▶ [EXERCISE]
In the restaurant review, rewrite the paragraph beginning "The place screams Japanese" as a short bulleted list that keeps its main facts.

▶ [DOCUMENT]

Compared to other cuisines, Japanese food is usually more expensive.
Even the not-so-good ones – those Japanese fastfood joints, eat-all-you-can spots and fusion restaurants with their Western-type sushi and over-the-top décor – charge a bit higher than, say, their Chinese or Italian counterparts.
It is, indeed, a sad truth. Here in Metro Manila, you’re always running the risk of spending too much for stinky sashimi, oily tempura or rolls topped with random ingredients.
Here’s one restaurant, however, that has never failed to please.
Nihonbashitei, located at Arnaiz Avenue (formerly Pasay Road), has been my favorite Japanese restaurant for quite some time now.
The place screams Japanese without trying too hard – it’s no surprise that most of its patrons are non-English speaking Japanese men who order a tray of assorted sushi with beer, or a bowl of piping hot ramen (Chinese-style wheat noodles in meat- or fish-based broth).
The prices are quite reasonable, too, considering the quality of the food being served.
Be warned, though – Nihonbashitei is usually packed, especially at night and during weekends, so you may end up standing at the entrance of the restaurant for minutes to get a table.

Items listed in a dataset:
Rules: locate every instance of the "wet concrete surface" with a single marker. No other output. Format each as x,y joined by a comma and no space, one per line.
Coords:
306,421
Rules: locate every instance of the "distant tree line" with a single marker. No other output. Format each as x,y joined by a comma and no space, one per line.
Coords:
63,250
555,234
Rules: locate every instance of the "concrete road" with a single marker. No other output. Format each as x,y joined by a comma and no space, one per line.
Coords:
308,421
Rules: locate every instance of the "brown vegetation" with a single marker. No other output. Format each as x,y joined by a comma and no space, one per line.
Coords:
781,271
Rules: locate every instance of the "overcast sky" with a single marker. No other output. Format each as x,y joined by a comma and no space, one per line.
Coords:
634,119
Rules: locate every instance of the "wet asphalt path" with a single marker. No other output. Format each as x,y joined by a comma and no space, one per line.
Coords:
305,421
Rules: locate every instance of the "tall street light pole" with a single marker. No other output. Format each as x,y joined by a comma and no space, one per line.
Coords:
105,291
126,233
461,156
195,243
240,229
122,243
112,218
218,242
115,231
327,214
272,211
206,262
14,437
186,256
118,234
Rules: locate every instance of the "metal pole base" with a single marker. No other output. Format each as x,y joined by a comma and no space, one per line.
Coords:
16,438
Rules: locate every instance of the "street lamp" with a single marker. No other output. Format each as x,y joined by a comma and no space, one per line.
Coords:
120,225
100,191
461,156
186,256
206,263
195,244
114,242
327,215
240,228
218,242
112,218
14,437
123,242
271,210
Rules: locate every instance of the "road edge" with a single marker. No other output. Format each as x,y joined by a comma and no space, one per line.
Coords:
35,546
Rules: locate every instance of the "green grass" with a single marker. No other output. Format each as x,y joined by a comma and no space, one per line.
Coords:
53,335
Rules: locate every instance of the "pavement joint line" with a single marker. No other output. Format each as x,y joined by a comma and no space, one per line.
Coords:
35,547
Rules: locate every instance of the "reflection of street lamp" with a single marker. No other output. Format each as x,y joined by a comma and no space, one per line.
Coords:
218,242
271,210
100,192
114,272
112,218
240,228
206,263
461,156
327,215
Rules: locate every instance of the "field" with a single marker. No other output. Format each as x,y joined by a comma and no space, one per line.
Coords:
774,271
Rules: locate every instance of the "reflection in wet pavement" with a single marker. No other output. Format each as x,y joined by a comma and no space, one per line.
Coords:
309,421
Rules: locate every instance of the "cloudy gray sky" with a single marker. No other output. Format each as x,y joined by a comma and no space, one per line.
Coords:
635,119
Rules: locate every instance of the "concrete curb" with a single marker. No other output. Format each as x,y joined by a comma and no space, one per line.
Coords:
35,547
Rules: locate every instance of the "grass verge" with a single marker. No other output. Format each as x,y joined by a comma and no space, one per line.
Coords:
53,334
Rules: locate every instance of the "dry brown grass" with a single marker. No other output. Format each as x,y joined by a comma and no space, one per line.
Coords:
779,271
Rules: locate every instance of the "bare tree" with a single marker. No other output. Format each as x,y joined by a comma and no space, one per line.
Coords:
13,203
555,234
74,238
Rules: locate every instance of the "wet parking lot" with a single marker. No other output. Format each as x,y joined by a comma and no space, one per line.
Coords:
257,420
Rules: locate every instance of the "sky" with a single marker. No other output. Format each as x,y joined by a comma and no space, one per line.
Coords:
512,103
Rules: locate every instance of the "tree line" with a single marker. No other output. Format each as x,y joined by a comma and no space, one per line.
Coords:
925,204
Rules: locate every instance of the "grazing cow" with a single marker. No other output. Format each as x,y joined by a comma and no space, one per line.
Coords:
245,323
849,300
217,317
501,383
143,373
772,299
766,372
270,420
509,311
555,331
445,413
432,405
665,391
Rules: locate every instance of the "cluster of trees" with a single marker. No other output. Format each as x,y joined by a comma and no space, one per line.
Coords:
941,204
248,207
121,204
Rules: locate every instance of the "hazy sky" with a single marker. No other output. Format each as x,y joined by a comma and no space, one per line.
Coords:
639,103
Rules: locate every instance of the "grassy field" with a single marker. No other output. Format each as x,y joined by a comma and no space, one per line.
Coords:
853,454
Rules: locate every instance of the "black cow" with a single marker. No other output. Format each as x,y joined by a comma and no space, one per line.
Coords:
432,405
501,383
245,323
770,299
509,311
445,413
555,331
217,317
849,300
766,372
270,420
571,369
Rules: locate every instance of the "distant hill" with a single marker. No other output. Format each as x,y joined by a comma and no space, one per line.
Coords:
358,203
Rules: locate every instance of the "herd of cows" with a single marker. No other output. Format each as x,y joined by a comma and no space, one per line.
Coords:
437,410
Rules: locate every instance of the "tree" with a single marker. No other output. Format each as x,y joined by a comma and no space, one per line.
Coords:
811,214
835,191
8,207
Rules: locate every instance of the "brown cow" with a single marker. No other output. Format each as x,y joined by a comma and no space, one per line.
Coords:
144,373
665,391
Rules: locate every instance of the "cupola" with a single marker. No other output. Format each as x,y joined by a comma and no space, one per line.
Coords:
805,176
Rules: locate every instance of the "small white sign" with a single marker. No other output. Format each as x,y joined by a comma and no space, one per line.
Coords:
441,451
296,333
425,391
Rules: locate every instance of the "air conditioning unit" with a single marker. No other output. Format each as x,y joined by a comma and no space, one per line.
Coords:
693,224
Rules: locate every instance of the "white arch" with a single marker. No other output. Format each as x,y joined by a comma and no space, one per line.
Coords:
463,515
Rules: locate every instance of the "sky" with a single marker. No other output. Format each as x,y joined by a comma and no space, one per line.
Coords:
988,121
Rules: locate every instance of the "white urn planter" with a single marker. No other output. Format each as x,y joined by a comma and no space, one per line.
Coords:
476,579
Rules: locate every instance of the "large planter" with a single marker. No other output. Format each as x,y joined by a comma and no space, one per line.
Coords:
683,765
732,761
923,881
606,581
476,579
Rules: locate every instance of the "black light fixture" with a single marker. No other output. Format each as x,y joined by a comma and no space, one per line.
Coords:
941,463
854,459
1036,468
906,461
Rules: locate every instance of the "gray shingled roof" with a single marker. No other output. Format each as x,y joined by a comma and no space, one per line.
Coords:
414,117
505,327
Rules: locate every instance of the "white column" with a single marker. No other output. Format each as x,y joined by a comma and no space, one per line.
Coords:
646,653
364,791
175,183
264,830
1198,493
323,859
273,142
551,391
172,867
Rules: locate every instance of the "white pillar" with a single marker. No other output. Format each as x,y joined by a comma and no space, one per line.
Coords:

▶ [EXERCISE OUTPUT]
- The place feels Japanese without trying too hard.
- Most of its patrons are non-English speaking Japanese men.
- They usually order a tray of assorted sushi with beer, or a bowl of piping hot ramen (Chinese-style wheat noodles in meat- or fish-based broth).